▸ **Task input**
»»
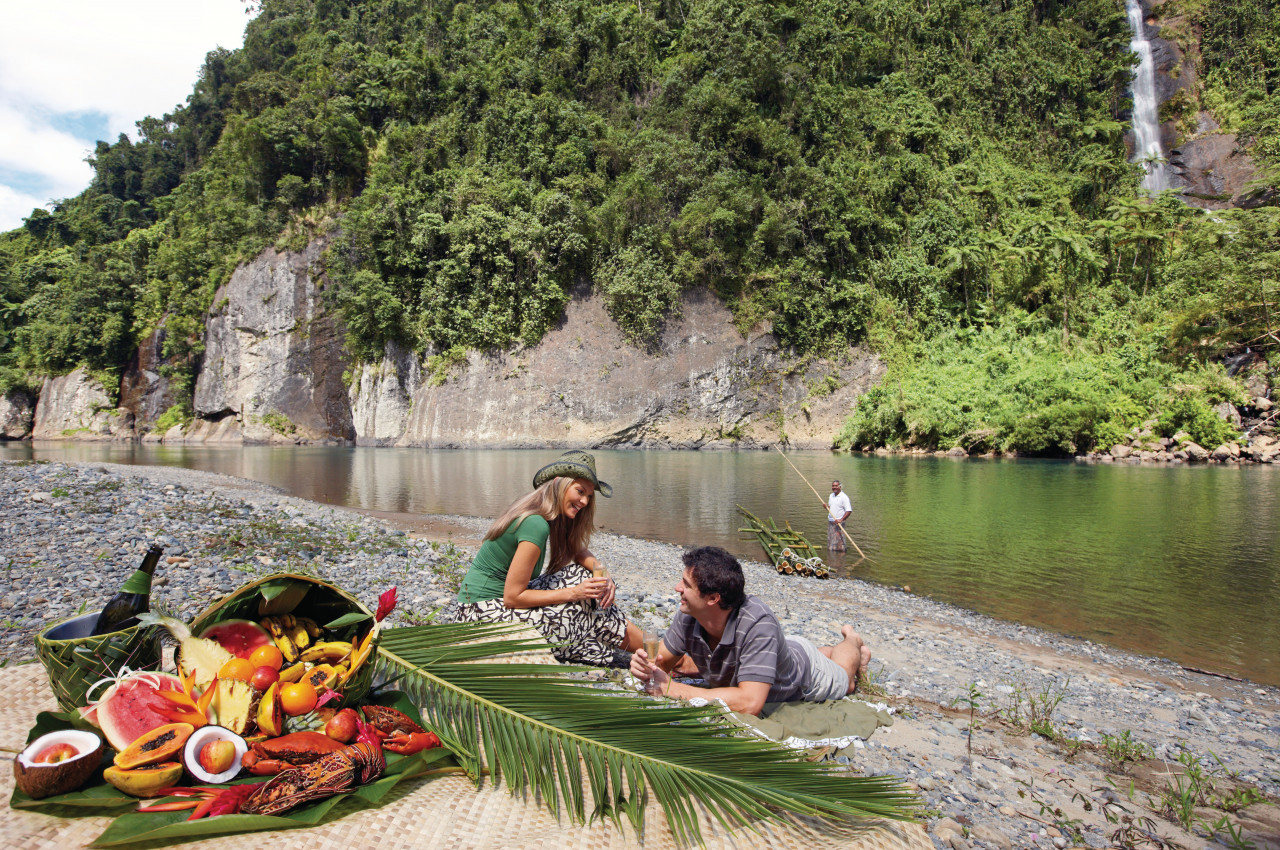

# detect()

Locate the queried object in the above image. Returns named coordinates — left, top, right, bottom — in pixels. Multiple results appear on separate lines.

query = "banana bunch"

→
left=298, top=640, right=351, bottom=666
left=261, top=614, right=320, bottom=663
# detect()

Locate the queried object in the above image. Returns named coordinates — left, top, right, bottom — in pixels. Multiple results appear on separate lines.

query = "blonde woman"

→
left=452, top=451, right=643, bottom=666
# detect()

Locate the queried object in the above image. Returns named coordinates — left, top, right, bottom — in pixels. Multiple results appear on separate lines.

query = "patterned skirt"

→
««
▸ **Written request**
Write out the data above as a numbered list, one line per item, skipping blank lines and leaving out the pictures.

▸ **Task solution**
1. # detect()
2. Locate the queried object in the above image. Returns named coordinates — left, top, right, bottom — in pixels. Multiple results appear on separate lines.
3. query = "banana bunch"
4. →
5. left=298, top=640, right=351, bottom=666
6. left=261, top=614, right=320, bottom=663
7. # detect()
8. Locate the queried object in the above image. Returns named coordinates — left, top, right, bottom — in pixels. Multiple results appear on separate lines.
9. query = "blonde woman"
10. →
11. left=452, top=451, right=643, bottom=666
12. # detect()
13. Locate the queried object in the above image. Returns named coordinates — left, top, right, bottom — in pixels. Multiple results appear on separate lines.
14. query = "patterned skirt"
15. →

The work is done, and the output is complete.